WHAT TO PRODUCE. Turn the records starting at the line that contains "GET /detect?q=bird's foot&fmt=prose_corners" and ending at the line that contains "top-left (184, 218), bottom-right (486, 327)", both included, into a numbered list with the blank lines left out.

***** DATASET CONTENT

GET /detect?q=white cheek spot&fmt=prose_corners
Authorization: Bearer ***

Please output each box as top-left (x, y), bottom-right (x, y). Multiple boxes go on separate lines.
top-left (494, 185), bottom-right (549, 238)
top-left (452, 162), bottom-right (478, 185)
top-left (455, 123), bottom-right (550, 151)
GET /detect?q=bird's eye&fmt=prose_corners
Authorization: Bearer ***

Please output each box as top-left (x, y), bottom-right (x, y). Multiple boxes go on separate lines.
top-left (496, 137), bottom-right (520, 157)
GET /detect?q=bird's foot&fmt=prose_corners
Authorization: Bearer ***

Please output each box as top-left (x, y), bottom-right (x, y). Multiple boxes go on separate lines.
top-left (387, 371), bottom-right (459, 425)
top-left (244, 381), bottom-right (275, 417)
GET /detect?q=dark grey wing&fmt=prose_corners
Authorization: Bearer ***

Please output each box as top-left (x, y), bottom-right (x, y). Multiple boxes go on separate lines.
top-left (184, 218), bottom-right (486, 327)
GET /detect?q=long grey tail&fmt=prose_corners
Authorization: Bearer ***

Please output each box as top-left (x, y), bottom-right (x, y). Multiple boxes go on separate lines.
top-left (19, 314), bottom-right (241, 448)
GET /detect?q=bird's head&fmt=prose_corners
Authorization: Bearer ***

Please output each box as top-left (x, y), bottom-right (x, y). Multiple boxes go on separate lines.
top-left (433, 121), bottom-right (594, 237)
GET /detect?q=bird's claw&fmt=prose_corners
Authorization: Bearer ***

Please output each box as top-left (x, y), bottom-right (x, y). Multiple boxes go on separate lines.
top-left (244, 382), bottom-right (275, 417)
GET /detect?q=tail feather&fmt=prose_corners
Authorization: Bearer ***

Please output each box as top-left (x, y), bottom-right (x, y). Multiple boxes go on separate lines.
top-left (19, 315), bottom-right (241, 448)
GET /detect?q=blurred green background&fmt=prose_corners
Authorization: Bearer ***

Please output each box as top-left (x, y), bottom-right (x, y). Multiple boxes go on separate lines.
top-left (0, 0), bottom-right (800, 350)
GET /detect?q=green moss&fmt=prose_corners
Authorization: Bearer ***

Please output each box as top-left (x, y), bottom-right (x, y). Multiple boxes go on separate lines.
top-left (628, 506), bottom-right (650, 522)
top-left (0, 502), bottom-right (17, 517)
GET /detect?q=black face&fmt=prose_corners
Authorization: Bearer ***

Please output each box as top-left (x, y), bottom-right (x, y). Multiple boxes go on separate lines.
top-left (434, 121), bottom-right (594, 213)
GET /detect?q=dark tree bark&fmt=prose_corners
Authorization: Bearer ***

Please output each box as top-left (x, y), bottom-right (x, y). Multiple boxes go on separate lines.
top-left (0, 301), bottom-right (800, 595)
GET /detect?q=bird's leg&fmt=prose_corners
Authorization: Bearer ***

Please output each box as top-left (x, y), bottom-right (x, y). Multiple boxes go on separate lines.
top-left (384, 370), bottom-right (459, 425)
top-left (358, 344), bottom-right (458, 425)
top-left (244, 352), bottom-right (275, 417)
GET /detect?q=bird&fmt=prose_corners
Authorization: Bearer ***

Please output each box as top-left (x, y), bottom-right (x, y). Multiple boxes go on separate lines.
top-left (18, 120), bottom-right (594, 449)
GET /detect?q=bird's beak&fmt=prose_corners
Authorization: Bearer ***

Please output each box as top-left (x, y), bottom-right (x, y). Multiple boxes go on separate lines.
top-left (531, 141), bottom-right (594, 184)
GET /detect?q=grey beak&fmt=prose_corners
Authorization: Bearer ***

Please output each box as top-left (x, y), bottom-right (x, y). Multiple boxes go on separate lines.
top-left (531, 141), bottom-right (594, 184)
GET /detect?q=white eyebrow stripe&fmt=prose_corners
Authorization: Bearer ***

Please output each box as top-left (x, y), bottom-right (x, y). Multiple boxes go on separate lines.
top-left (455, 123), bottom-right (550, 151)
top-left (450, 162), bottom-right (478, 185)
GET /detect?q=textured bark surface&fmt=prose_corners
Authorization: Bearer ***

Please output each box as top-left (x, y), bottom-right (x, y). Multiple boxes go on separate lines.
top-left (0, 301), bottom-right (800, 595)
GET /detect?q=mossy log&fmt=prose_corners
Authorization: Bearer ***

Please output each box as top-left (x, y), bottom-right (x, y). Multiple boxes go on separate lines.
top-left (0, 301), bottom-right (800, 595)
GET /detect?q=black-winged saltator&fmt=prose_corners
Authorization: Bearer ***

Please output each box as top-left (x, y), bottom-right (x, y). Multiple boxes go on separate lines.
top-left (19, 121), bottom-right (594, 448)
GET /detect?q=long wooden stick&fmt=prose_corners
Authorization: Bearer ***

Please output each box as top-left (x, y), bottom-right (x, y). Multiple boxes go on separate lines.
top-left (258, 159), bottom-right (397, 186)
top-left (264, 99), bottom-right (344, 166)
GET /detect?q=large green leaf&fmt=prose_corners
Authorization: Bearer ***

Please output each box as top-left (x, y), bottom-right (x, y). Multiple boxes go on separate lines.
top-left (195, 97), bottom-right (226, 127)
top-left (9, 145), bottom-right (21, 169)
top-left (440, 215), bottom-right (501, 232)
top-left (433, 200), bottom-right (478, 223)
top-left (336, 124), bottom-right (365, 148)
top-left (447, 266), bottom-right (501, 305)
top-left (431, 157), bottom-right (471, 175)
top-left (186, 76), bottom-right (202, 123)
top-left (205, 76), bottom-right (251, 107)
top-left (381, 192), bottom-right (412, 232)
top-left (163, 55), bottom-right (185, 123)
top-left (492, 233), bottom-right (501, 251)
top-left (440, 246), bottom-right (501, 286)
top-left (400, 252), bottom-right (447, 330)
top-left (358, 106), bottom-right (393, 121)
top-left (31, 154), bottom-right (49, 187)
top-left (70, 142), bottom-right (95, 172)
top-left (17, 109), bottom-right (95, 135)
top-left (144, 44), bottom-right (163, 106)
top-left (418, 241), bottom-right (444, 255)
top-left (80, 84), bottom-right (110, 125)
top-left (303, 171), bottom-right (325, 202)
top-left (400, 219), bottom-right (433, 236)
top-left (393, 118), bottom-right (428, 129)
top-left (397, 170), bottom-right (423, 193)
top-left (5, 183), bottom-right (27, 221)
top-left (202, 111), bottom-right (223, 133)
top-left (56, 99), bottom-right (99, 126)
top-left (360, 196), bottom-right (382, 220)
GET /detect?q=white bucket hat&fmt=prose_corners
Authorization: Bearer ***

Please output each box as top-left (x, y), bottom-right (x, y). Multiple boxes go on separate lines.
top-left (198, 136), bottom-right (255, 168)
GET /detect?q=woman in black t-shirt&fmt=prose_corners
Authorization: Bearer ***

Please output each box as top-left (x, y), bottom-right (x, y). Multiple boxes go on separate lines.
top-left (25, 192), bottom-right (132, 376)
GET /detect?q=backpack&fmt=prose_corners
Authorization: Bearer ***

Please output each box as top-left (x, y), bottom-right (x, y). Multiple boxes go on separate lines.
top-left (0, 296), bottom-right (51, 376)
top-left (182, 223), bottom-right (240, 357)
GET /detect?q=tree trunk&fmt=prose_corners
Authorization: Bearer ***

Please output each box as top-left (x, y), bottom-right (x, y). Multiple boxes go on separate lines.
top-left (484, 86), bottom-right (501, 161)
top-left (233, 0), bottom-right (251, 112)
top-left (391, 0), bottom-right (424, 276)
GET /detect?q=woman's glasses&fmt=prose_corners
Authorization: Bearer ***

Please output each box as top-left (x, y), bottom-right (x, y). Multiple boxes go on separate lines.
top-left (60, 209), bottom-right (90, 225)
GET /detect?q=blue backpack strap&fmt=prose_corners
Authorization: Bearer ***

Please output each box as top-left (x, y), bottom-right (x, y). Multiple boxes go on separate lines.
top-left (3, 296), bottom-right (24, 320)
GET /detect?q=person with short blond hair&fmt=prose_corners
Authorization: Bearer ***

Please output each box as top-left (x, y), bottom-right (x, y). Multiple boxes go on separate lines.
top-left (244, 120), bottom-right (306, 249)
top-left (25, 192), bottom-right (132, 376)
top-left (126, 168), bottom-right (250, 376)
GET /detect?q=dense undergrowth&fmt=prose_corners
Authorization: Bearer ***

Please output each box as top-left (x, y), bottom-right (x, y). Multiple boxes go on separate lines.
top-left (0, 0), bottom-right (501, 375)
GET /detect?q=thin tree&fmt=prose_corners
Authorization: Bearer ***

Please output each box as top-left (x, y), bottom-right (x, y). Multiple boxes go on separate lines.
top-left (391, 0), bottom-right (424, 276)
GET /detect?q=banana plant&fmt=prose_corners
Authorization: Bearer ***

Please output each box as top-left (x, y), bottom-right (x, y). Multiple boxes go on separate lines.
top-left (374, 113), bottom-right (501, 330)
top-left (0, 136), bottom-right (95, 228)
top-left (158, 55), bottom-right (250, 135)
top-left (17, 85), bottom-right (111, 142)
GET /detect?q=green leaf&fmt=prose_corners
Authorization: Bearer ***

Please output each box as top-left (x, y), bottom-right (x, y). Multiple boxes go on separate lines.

**********

REPLY.
1. GET /detect?q=bird's foot&fmt=prose_corners
2. Authorization: Bearer ***
3. Please output each box as top-left (x, y), bottom-right (x, y). Multiple boxes go on separate lines.
4. top-left (387, 371), bottom-right (459, 425)
5. top-left (244, 381), bottom-right (275, 417)
6. GET /detect?q=dark grey wing&fmt=prose_corners
7. Authorization: Bearer ***
8. Please output each box as top-left (x, y), bottom-right (x, y). Multiple boxes go on separate lines.
9. top-left (184, 218), bottom-right (486, 327)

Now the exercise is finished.